**Teste seu entendimento:**
- 1) No trecho sobre 1968, em que votação o Congresso recusou a licença para processar o deputado?
- 2) Digite de novo o trecho sobre 1968, começando em "Turbulências de 68" e indo até "de arrocho político.".
- 3) Continue o trecho sobre 1968 a partir do ponto em que ele termina.

Turbulências de 68 e fechamento ditatorial
A degringolada do Congresso [de Ibiúna] decepou a representatividade da UNE e a deixou num beco sem saída. O Governo dominou a situação e os meses finais de 1968 tinham a aparência de calmaria. O único motivo de perturbação política vinha do requerimento formal dos altos comandos das Forças Armadas para processamento judicial do deputado Márcio Moreira Alves. A acusação se baseava no discurso do parlamentar que recomendou ao povo o boicote dos desfiles militares do Dia da Independência. Quando proferida na Câmara, a pequena alocução recebeu apagado registro na imprensa. Mas o Serviço Nacional de Informações (SNI) tomou nota e os generais fizeram dela o cavalo de batalha para uma encenação com vistas a novas medidas de arrocho político.
O processo judicial contra o deputado dependia de licença a ser concedida pelo Congresso e este a recusou na votação de 12 de dezembro. Na noite seguinte, após o discurso do ministro da Justiça Gama e Silva, um locutor leu pelo rádio o Ato Institucional nº 5, que colocou em recesso o Congresso Nacional e as Assembléias Legislativas dos Estados, reabriu as cassações de direitos políticos, desta vez por tempo indeterminado, e aboliu o habeas-corpus para detidos por infração da Lei de Segurança Nacional. A ditadura militar alcançou o ápice do fechamento, o que trouxe conseqüências imediatas. A censura inflexível impôs o controle total da imprensa. Deixaram de circular publicações de oposição, artistas foram presos e forçados a sair do País e se asfixiou a vida cultural. Professores universitários sofreram a punição da aposentadoria compulsória e emigraram para ensinar no exterior.

**Os dados:**
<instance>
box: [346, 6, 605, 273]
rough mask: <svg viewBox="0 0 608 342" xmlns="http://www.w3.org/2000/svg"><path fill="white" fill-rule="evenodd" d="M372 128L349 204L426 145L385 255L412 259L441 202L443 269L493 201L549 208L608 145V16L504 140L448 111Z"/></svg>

**Respostas por tarefa:**
- 1) Na votação de 12 de dezembro.

- 2)
Turbulências de 68 e fechamento ditatorial
A degringolada do Congresso [de Ibiúna] decepou a representatividade da UNE e a deixou num beco sem saída. O Governo dominou a situação e os meses finais de 1968 tinham a aparência de calmaria. O único motivo de perturbação política vinha do requerimento formal dos altos comandos das Forças Armadas para processamento judicial do deputado Márcio Moreira Alves. A acusação se baseava no discurso do parlamentar que recomendou ao povo o boicote dos desfiles militares do Dia da Independência. Quando proferida na Câmara, a pequena alocução recebeu apagado registro na imprensa. Mas o Serviço Nacional de Informações (SNI) tomou nota e os generais fizeram dela o cavalo de batalha para uma encenação com vistas a novas medidas de arrocho político.

- 3)
Os líderes estudantis de oposição nem mais podiam circular à vista de todos, sob pena de se exporem a atentados. Presidente eleito da União Estudantil dos Estudantes de Pernambuco, Cândido Pinto de Mello sofreu agressão a tiros por um grupo de policiais, na noite de 28 de abril de 1969, quando pacificamente esperava o ônibus num bairro do Recife. Atingido num pulmão e na coluna vertebral, esteve no limiar da morte e sobreviveu na condição de paraplégico. Chefe do grupo agressor e autor dos disparos, o tenente da Polícia Militar José Ferreira dos Anjos passou incólume pelo processo judicial decorrente do atentado. Já no posto de major, foi condenado em 1981 pelo assassinato de um procurador da Justiça Federal. Não cumpriu a pena porque seus colegas de corporação permitiram que fugisse da prisão.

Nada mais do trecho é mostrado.